=== Data for this exercise ===

-=-=-

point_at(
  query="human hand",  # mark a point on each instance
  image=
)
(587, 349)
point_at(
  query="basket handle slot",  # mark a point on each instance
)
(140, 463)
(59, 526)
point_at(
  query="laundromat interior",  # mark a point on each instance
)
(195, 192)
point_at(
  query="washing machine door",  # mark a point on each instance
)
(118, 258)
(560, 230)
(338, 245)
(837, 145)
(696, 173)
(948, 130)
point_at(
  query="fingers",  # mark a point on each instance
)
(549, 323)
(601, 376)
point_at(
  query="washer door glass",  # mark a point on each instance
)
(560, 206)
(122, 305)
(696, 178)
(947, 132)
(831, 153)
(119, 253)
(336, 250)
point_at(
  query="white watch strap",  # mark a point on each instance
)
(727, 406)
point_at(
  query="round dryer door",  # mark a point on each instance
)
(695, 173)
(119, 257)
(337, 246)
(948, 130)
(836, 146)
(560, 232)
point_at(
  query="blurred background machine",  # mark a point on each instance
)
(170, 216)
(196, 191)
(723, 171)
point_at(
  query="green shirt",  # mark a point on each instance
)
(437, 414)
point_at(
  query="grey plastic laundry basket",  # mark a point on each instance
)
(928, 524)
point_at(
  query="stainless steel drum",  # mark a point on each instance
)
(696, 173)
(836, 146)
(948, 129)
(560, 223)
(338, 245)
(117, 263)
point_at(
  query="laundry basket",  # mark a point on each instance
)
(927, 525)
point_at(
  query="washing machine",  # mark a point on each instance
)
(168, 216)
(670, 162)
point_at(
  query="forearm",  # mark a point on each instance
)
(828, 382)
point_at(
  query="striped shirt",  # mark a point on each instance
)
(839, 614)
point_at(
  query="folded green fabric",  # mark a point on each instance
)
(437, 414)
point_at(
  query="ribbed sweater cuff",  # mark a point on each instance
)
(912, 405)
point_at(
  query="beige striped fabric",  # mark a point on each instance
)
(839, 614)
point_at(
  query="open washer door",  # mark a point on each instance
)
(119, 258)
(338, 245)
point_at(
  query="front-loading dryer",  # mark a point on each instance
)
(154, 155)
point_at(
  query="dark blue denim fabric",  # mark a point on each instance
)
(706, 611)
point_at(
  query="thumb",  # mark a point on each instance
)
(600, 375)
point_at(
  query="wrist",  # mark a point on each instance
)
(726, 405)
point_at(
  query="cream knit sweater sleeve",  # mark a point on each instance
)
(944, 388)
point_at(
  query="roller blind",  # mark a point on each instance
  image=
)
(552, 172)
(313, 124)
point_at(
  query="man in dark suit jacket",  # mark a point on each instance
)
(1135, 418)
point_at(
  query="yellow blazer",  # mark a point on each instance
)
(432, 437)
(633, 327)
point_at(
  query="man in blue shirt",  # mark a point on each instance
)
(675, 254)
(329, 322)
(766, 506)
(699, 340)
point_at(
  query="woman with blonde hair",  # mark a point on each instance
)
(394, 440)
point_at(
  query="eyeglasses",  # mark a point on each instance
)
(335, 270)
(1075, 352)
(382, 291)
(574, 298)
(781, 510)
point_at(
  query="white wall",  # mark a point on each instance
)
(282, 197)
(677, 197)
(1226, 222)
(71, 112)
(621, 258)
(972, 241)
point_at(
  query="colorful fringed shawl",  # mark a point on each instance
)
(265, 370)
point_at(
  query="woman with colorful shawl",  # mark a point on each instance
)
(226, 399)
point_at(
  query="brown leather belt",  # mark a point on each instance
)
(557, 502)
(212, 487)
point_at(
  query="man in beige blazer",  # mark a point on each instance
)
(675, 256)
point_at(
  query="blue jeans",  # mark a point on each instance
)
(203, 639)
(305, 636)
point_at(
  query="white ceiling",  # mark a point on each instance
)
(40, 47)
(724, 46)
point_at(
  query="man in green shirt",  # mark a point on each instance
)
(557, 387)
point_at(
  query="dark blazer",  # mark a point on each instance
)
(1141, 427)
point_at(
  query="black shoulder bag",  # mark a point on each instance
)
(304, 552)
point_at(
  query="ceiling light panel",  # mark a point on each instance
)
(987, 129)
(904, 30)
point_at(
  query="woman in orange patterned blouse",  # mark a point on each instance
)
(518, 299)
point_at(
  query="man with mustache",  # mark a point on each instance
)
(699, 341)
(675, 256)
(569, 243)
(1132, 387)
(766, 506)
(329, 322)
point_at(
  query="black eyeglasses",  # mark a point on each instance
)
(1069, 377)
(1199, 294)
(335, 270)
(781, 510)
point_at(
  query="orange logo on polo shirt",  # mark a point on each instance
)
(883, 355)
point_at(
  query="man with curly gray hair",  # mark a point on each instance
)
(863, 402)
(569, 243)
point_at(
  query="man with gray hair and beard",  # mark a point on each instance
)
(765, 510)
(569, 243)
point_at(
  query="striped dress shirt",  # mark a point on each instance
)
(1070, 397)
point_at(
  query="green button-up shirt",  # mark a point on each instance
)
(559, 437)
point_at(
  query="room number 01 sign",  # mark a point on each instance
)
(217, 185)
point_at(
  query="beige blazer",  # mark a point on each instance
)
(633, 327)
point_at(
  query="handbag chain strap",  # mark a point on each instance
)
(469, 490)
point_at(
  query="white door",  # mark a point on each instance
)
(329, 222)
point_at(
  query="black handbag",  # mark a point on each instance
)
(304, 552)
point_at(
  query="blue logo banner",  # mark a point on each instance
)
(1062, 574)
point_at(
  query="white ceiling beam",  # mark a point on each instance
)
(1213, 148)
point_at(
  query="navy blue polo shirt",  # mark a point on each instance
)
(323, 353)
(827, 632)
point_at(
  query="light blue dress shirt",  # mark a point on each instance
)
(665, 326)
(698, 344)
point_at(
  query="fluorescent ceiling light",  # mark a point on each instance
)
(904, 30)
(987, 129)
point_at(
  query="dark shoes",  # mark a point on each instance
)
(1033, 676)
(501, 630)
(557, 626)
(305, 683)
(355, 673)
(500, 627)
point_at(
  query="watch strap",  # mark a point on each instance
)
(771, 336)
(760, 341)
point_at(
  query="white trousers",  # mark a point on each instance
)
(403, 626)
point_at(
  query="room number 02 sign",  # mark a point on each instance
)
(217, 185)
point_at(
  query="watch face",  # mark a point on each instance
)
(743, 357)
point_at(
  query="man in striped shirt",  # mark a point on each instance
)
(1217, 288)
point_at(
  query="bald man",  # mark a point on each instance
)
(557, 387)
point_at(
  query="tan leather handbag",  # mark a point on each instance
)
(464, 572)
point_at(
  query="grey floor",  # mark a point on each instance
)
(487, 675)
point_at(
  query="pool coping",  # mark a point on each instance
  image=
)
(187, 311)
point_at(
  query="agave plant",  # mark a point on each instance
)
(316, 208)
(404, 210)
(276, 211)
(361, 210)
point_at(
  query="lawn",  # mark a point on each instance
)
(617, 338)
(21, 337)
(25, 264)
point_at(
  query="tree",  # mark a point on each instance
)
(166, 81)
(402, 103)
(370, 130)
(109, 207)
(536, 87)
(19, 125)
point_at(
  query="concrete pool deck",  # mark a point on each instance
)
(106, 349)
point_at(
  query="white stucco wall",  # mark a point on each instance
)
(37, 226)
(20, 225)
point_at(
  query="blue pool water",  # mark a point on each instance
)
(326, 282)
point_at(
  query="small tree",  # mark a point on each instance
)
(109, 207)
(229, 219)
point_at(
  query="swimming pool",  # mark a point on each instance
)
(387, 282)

-=-=-

Please print all the data again exactly as given.

point_at(
  query="human hand",  # mark a point on each instance
  image=
)
(587, 349)
point_at(
  query="basket handle slot",  # mark a point on each instance
)
(140, 463)
(59, 526)
point_at(
  query="laundromat interior",  # mark a point on each instance
)
(195, 192)
point_at(
  query="washing machine door",  # mark a point on each instance
)
(118, 258)
(560, 230)
(338, 245)
(837, 145)
(696, 173)
(948, 130)
point_at(
  query="fingers",  # mark a point on each instance
)
(549, 323)
(601, 376)
point_at(
  query="washer door glass",  # mark a point on each instance
)
(560, 206)
(122, 305)
(696, 178)
(947, 132)
(831, 153)
(119, 253)
(336, 250)
point_at(
  query="white watch strap",  # mark a point on each instance
)
(727, 406)
point_at(
  query="round dryer door",  # mark a point on each instance
)
(695, 173)
(119, 257)
(337, 246)
(948, 130)
(836, 146)
(560, 232)
point_at(
  query="blurred background machine",  # mark a point on each instance
)
(170, 216)
(196, 191)
(723, 171)
point_at(
  query="green shirt",  # mark a point on each instance
)
(437, 414)
point_at(
  query="grey plastic laundry basket",  # mark a point on each instance
)
(928, 524)
point_at(
  query="stainless steel drum",  # mark a point on each instance
)
(696, 173)
(836, 146)
(948, 129)
(560, 223)
(338, 245)
(117, 263)
point_at(
  query="laundry basket",  # mark a point on each instance
)
(927, 525)
point_at(
  query="washing machine",  # mark a point on each instance
)
(168, 216)
(670, 162)
point_at(
  query="forearm",  # mark a point on each instance
)
(828, 382)
point_at(
  query="striped shirt",  # mark a point on each instance
)
(839, 614)
point_at(
  query="folded green fabric",  # mark a point on each instance
)
(437, 414)
point_at(
  query="ribbed sweater cuff",  # mark a point on each instance
)
(912, 405)
point_at(
  query="beige striped fabric",  # mark a point on each instance
)
(839, 614)
point_at(
  query="open washer door",  # mark a point on each instance
)
(119, 258)
(338, 245)
point_at(
  query="front-loading dryer",  # mark a point on each instance
)
(154, 155)
point_at(
  query="dark blue denim fabric",  # mark a point on each instance
)
(706, 611)
point_at(
  query="thumb",  # mark a point on each instance
)
(600, 375)
point_at(
  query="wrist",  # mark a point on each instance
)
(726, 405)
point_at(
  query="cream knit sweater sleeve",  # mark a point on each instance
)
(944, 388)
point_at(
  query="roller blind",  # mark a point on each instance
  image=
)
(552, 172)
(313, 124)
point_at(
  query="man in dark suit jacket",  # mark a point on each instance
)
(1135, 418)
point_at(
  query="yellow blazer",  # mark a point on each instance
)
(432, 437)
(633, 327)
point_at(
  query="man in blue shirt",  # mark a point on each instance
)
(675, 254)
(329, 322)
(766, 506)
(699, 340)
point_at(
  query="woman with blonde hair",  # mark a point on each instance
)
(394, 440)
point_at(
  query="eyeglasses",  # mark a point on each instance
)
(335, 270)
(1075, 352)
(382, 291)
(574, 298)
(781, 510)
point_at(
  query="white wall",  # mark a point on each instance
)
(282, 197)
(677, 197)
(1226, 222)
(71, 112)
(621, 258)
(972, 241)
point_at(
  query="colorful fringed shawl",  # mark a point on each instance
)
(265, 370)
point_at(
  query="woman with colorful shawl",  # mark a point on each instance
)
(226, 399)
point_at(
  query="brown leather belt",  # mark a point on each instance
)
(557, 502)
(212, 487)
point_at(
  query="man in beige blazer",  # mark a point on each instance
)
(675, 256)
point_at(
  query="blue jeans",  # mark a point on each instance
)
(203, 639)
(305, 636)
point_at(
  query="white ceiling",  # mark a point on each instance
)
(40, 47)
(724, 46)
point_at(
  query="man in green shirt",  # mark a point on each instance
)
(557, 387)
point_at(
  query="dark blazer",  # mark a point on each instance
)
(1141, 427)
point_at(
  query="black shoulder bag",  # mark a point on each instance
)
(304, 552)
point_at(
  query="ceiling light panel",  # mark a point on each instance
)
(987, 129)
(904, 30)
point_at(
  query="woman in orange patterned blouse",  # mark a point on each instance
)
(518, 299)
point_at(
  query="man with mustache",  # mark a point on each instance
)
(699, 341)
(675, 256)
(569, 243)
(1132, 387)
(766, 506)
(329, 322)
point_at(
  query="black eyeglasses",  # mark a point on each instance
)
(1069, 377)
(1199, 294)
(335, 270)
(781, 510)
point_at(
  query="orange logo on polo shirt",  # mark a point on each instance
)
(883, 355)
point_at(
  query="man with curly gray hair",  # mark a point on each instance
)
(863, 402)
(569, 243)
point_at(
  query="man with gray hair and beard",  # mark a point on each instance
)
(765, 510)
(569, 243)
point_at(
  query="striped dress shirt",  # mark a point on each instance
)
(1070, 397)
point_at(
  query="green button-up shirt",  # mark a point on each instance
)
(559, 437)
point_at(
  query="room number 01 sign",  # mark a point on each instance
)
(217, 185)
point_at(
  query="beige blazer",  # mark a point on each instance
)
(633, 327)
point_at(
  query="handbag chain strap",  # mark a point on each instance
)
(469, 490)
point_at(
  query="white door",  # mark a point on each instance
)
(329, 222)
point_at(
  query="black handbag",  # mark a point on each instance
)
(304, 552)
point_at(
  query="blue logo banner",  # mark a point on each instance
)
(1062, 574)
point_at(
  query="white ceiling beam",  # mark a point on each instance
)
(1213, 148)
point_at(
  query="navy blue polo shirt",  # mark a point on each instance
)
(323, 353)
(827, 632)
point_at(
  query="light blue dress shirt",  # mark a point on each instance
)
(665, 326)
(698, 344)
point_at(
  query="fluorescent ceiling light",  # mark a point on each instance
)
(904, 30)
(987, 129)
point_at(
  query="dark shoes",  # mark a point on each instance
)
(1033, 676)
(501, 630)
(557, 626)
(305, 683)
(355, 673)
(500, 627)
point_at(
  query="watch strap",  # mark a point on each instance
)
(771, 336)
(760, 341)
point_at(
  query="white trousers",  # mark a point on each instance
)
(403, 626)
point_at(
  query="room number 02 sign",  # mark a point on each instance
)
(217, 185)
point_at(
  query="watch face",  # mark a point on each instance
)
(743, 357)
point_at(
  query="man in striped shirt",  # mark a point on each instance
)
(1217, 288)
point_at(
  query="bald man",  # mark a point on each instance
)
(557, 387)
point_at(
  query="tan leather handbag",  # mark a point on each instance
)
(464, 572)
point_at(
  query="grey floor",  # mark a point on each instance
)
(487, 675)
point_at(
  query="pool coping",  # mark a point on each instance
  image=
)
(187, 311)
point_at(
  query="agave plant",  # mark a point on each instance
)
(316, 208)
(404, 210)
(276, 211)
(361, 210)
point_at(
  query="lawn",  # mark a point on each instance
)
(617, 338)
(21, 337)
(25, 264)
point_at(
  query="tree",  # mark a point on each instance
)
(166, 81)
(402, 103)
(370, 130)
(109, 207)
(536, 87)
(19, 125)
point_at(
  query="concrete pool deck",  # mark a point on each instance
)
(106, 349)
point_at(
  query="white stucco wall",  # mark a point on each instance
)
(37, 226)
(20, 225)
point_at(
  query="blue pool water",  # mark a point on each instance
)
(326, 282)
point_at(
  query="small tree",  # mark a point on each instance
)
(109, 207)
(229, 219)
point_at(
  query="swimming pool",  # mark a point on each instance
)
(387, 282)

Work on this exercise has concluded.